PAGE EXTRACT:
·····
24 thoughts on “Soul Healing for Lily

  1. Once again, Jennifer, you have reduced me to tears. The lockdown I am experiencing is not nearly as hard as that of many others. But still, there are sad times. When I miss loved ones, mainly. But I know Jesus is here with me and I draw on His companionship. Sometimes though, and I am sure He won’t mind me saying this, it would be good to have a hug from someone in the flesh. Missing human touch is a missing out on a fundamental need of survival. I didn’t realise how important it is until it was gone.
    I’m okay really – just some days are hard – but God is good and will see me through. Thank you for this post. Sometimes the release of tears is just what we need. God bless you and your family. It’s lovely to see pictures of Lilly smiling and happy.

    Liked by 6 people

    1. Aw, Mandy, I get you SO very well! I deeply understand. And I know Daddy God understands so, SO much deeper than I do. You are absolutely right, He doesn’t mind at ALL. He’s the one who gave you that need! Sending a very big hug in spirit and praying right now that He strengthen and comfort you, precious sister ❤ ❤

      Liked by 1 person

  2. It takes a broken heart to touch the brokenness of another. As God walks us though our own journey He allows us to share with others the comfort we have received from Him… The paths of the great Shepherd are filled with His wisdom.

    “…and the leaves of the tree were for the healing of the nations” Such is our call especially in this day.
·····
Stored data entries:

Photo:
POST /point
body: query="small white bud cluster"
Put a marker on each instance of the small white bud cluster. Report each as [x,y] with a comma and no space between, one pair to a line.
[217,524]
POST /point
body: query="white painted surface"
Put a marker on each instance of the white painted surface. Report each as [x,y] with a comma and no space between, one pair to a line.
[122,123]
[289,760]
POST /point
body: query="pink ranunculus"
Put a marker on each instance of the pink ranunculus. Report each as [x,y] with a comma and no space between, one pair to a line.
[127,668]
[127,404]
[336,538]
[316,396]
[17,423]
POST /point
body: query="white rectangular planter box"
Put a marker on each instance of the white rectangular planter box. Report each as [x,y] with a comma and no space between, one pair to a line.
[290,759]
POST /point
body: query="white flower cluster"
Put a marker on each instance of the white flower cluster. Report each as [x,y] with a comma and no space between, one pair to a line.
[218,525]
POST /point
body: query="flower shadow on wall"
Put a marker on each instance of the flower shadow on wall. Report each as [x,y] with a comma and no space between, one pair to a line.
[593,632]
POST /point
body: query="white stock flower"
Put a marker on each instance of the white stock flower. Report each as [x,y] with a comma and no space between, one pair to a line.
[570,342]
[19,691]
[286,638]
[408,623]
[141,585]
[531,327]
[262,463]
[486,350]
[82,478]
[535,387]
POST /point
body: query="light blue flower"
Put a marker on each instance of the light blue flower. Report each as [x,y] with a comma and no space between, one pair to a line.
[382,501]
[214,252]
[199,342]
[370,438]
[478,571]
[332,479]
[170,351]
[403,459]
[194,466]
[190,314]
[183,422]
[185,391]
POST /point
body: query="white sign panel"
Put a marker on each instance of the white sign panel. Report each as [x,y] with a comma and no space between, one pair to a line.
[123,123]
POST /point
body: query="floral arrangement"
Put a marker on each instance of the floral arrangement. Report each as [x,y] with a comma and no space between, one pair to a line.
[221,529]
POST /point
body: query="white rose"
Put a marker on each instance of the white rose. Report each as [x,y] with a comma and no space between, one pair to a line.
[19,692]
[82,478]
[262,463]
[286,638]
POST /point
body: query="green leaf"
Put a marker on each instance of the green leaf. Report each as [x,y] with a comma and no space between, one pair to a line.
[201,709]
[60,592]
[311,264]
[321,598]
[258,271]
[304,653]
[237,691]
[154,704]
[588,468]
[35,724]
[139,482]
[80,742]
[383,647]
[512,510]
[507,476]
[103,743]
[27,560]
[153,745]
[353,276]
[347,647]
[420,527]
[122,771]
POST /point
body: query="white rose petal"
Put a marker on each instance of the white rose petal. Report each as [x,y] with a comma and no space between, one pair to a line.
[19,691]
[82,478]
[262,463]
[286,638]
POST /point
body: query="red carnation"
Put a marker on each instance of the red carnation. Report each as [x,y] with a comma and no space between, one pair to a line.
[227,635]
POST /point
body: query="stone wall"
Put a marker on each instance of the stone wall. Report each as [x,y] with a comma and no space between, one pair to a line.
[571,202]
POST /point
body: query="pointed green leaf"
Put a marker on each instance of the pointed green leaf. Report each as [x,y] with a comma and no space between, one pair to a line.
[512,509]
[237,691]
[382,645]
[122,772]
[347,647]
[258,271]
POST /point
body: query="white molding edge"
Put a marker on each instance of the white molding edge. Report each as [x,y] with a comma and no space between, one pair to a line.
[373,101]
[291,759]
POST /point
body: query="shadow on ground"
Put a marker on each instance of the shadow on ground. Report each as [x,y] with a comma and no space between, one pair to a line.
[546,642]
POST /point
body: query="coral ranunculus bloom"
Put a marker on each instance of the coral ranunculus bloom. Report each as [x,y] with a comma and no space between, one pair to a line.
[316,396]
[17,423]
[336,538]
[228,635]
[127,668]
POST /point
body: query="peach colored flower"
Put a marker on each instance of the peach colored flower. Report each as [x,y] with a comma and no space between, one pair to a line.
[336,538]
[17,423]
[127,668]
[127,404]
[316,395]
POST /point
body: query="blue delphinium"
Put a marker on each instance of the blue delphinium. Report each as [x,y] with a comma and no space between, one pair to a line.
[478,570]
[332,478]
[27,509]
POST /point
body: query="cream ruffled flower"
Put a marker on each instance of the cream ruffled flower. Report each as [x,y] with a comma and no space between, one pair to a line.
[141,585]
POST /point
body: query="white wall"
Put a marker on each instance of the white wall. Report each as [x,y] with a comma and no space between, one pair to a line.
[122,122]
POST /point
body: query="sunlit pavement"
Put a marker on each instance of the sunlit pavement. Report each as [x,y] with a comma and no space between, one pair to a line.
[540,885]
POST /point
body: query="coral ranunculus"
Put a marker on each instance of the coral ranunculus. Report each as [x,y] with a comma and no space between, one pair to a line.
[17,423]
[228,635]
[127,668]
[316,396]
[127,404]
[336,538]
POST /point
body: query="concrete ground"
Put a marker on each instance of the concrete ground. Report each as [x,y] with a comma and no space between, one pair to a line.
·····
ACTIONS TO TAKE:
1. In the comment thread on "Soul Healing for Lily," what does the first commenter say they didn't realize was so important until it was gone?
2. From the comment thread on "Soul Healing for Lily," print the part that opens with the words containing "2. It takes" and closes with "in this day.".
3. Carry on the comment thread on "Soul Healing for Lily" from its last line.

RESPONSES TO THE TASKS:
1. Human touch.

2.
2. It takes a broken heart to touch the brokenness of another. As God walks us though our own journey He allows us to share with others the comfort we have received from Him… The paths of the great Shepherd are filled with His wisdom.

    “…and the leaves of the tree were for the healing of the nations” Such is our call especially in this day.

3.
    Blessings
    BT

    Liked by 2 people

  3. This is a profound TRUTH you have expressed for us ALL. The message of salvation and soul/heart healing is true for a beloved child like Lily and all the lost broken and still resentful of past trauma for all people. Healing of our souls and issues of wronged hearts must NOW be dealt with. This is part of the lock down focus of this
    virus. Let GOD deal with the whole of us. How about your heart is it pure before your GOD. I know He is dealing with mine. Blessings! Thank you and ongoing blessings for Lily.

    Liked by 1 person

  4. Such a precious testimony of Jesus love for his little ones – and even a reminder that each of us at whatever age is his little one. So thankful for your Lily and the way she expressed her experience.

    Liked by 1 person

  5. I’ve made poor decisions in my life, more than I’d like to admit, and since of these have led to pain for myself and others. I have progressed to the point in my relationship with Jesus that I can figure others but I realise I find it hard to forgive myself, even about little inconsequential things sometimes. Focussing on building this relationship with God helps me move closer to loving myself and who I am, including all my foibles.